## Problem statement
Once you find the line that contains "the concrete walkway" in the entries below, give it again along with every following line, unchanged, through the final one.

## Information given
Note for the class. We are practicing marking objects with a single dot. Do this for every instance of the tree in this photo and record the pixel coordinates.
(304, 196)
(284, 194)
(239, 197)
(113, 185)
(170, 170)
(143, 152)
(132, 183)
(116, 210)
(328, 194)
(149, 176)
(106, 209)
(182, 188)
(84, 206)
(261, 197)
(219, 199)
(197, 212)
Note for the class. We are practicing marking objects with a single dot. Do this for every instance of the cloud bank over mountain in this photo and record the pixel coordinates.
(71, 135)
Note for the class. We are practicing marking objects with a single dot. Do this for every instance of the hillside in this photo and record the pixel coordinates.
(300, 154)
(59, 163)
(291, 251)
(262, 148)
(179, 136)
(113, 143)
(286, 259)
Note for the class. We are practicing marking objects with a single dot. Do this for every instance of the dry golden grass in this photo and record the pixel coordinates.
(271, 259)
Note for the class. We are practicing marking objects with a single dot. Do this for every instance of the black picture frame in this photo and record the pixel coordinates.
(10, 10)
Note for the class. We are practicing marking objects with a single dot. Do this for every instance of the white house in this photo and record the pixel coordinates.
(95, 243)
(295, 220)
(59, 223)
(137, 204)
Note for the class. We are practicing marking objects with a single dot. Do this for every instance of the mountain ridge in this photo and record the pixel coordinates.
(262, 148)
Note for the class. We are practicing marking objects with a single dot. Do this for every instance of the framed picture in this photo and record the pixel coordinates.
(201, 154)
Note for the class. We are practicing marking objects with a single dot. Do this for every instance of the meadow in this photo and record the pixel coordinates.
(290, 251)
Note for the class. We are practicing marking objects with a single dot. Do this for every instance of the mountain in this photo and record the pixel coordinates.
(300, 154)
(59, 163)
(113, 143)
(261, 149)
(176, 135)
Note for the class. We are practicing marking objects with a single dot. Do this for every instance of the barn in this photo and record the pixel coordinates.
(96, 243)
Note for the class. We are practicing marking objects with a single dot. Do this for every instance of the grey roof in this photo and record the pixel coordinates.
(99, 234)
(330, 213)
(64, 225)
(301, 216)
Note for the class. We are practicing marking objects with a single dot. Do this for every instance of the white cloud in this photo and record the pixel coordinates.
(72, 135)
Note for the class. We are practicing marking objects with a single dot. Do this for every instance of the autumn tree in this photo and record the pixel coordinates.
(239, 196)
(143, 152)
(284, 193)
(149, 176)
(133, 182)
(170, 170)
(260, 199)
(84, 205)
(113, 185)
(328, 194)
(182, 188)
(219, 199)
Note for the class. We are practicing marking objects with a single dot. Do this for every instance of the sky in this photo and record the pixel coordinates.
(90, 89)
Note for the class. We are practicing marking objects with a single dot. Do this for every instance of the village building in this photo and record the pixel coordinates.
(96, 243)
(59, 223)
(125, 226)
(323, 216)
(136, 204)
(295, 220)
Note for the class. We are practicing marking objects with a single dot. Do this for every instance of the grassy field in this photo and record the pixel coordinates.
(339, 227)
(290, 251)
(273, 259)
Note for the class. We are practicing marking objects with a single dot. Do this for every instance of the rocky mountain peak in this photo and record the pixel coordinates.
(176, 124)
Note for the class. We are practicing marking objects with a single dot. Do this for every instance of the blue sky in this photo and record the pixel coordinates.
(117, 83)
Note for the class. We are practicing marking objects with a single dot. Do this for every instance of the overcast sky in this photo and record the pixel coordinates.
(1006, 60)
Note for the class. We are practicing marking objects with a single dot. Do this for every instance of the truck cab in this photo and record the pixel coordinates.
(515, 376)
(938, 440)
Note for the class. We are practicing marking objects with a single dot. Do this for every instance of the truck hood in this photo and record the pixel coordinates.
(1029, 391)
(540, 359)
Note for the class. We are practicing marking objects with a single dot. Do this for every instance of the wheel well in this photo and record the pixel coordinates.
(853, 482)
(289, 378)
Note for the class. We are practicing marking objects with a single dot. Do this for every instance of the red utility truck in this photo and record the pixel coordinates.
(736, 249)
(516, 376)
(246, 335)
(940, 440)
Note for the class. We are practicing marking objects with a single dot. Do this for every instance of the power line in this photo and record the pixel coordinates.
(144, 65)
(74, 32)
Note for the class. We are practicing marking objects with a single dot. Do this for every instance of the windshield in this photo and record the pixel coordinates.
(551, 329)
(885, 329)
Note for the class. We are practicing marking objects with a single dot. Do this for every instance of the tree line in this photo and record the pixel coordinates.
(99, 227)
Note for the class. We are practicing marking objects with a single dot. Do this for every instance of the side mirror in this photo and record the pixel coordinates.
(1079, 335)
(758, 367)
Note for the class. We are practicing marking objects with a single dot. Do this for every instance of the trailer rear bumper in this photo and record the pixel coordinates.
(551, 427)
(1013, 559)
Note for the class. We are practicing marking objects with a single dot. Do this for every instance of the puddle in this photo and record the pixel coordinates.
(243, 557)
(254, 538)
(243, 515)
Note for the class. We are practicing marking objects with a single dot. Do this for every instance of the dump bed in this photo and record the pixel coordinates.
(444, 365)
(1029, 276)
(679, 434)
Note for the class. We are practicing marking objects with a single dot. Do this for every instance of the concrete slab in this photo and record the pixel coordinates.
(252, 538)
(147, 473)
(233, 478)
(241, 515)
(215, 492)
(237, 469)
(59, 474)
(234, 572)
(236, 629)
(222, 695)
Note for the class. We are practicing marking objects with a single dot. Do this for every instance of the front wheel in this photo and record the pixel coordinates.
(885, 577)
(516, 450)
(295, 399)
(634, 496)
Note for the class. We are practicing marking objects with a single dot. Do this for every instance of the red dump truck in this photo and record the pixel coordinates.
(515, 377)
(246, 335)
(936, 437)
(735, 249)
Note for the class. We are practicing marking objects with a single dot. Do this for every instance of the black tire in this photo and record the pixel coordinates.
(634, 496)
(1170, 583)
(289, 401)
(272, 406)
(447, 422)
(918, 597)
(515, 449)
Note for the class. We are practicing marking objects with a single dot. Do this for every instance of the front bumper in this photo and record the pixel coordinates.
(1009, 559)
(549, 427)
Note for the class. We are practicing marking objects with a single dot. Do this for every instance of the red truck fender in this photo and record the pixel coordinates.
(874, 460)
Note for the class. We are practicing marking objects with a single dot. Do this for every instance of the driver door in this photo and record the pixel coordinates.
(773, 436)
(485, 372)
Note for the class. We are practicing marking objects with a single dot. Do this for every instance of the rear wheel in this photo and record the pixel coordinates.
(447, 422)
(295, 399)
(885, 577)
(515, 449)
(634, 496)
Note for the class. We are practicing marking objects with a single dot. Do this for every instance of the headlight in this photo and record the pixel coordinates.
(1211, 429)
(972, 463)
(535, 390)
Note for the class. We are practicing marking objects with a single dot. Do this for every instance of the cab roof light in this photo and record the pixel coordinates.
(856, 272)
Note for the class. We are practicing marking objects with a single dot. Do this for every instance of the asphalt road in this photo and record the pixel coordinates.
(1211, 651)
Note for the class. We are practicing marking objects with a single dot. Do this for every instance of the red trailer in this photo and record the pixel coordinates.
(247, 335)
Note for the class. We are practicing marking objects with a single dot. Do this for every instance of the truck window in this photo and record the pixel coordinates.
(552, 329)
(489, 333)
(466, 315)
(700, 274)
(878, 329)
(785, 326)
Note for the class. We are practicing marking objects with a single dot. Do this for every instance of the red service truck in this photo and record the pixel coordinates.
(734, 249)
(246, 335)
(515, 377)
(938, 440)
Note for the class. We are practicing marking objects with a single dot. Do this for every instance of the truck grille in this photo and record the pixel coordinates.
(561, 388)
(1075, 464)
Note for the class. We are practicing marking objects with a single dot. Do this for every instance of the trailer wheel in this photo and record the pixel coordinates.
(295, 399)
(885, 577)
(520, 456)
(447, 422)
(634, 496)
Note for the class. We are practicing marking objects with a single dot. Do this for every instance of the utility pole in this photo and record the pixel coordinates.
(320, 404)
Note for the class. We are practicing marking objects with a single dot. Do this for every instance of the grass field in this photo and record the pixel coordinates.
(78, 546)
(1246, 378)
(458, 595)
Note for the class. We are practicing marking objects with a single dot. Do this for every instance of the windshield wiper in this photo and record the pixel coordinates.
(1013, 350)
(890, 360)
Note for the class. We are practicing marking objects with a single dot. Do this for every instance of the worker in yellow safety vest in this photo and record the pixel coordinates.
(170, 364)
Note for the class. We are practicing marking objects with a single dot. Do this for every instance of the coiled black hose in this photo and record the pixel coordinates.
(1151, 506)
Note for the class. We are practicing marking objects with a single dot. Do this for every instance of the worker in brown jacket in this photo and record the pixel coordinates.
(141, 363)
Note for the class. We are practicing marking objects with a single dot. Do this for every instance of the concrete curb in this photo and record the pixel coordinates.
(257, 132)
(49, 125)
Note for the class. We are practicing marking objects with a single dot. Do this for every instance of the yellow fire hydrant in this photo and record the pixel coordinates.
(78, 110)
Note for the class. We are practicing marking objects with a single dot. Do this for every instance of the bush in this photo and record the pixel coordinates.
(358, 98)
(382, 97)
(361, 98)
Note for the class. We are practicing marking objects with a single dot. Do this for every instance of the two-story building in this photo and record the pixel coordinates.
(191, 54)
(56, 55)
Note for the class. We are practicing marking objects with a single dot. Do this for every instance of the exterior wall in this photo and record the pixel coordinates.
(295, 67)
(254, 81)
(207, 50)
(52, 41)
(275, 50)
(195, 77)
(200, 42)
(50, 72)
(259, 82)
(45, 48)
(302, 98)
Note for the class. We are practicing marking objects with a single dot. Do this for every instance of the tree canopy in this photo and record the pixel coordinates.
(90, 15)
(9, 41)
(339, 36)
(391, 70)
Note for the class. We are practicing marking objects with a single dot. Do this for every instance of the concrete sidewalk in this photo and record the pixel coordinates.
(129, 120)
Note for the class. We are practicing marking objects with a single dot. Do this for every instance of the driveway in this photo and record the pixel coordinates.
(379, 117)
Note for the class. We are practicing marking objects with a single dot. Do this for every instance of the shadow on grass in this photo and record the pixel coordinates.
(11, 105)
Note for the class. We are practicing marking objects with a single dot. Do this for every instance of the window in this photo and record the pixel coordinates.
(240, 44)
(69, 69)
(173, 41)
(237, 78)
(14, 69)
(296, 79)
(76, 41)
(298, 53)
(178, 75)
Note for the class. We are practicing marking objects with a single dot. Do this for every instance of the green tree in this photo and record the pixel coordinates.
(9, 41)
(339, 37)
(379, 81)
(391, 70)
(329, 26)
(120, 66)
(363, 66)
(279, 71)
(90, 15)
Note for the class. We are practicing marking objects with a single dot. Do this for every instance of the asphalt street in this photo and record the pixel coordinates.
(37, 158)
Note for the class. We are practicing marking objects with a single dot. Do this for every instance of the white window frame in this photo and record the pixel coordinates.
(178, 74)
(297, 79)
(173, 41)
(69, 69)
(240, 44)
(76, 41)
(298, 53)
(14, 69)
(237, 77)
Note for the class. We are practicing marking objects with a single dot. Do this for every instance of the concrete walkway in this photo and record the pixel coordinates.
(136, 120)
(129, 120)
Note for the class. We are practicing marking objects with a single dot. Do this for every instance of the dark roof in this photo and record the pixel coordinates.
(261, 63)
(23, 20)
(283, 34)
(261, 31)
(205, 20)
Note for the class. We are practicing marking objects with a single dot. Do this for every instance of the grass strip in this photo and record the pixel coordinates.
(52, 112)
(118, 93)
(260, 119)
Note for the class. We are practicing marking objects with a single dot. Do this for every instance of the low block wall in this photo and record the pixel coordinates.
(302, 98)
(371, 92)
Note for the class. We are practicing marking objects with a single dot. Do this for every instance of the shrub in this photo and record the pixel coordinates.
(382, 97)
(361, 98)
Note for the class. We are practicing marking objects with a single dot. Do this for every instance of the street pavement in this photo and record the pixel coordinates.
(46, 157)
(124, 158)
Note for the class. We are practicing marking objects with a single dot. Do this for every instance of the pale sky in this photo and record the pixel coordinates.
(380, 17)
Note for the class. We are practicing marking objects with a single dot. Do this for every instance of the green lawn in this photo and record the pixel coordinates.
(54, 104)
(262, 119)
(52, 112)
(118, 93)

## Reply
Note for the class. We are practicing marking objects with a single dot. Do this for every instance of the concrete walkway in this photo and record the pixel coordinates.
(136, 120)
(129, 120)
Note for the class. We are practicing marking objects with a single dot. Do this for every instance of the dark roof in this photo and record the pixel coordinates.
(261, 63)
(23, 20)
(283, 34)
(261, 31)
(205, 20)
Note for the class. We are practicing marking objects with a single dot. Do this for every instance of the grass strip in this photo and record the pixel coordinates.
(52, 112)
(118, 93)
(260, 119)
Note for the class. We are practicing marking objects with a single dot. Do this for every instance of the low block wall in this photo and record the pixel coordinates.
(302, 98)
(371, 92)
Note for the class. We are practicing marking objects with a single dot. Do this for every instance of the shrub in this photo and record the pixel coordinates.
(382, 97)
(361, 98)
Note for the class. We are practicing marking objects with a single dot. Do this for every instance of the street pavement in this photo and record the pixel coordinates.
(46, 157)
(124, 158)
Note for the class. We are practicing marking objects with a single dot. Do this for every instance of the pale sky in this photo and record the pixel coordinates.
(380, 17)
Note for the class. We are practicing marking objects with a single dot. Do this for every instance of the green lawn in this photo and record the pixel coordinates.
(54, 104)
(262, 119)
(52, 112)
(118, 93)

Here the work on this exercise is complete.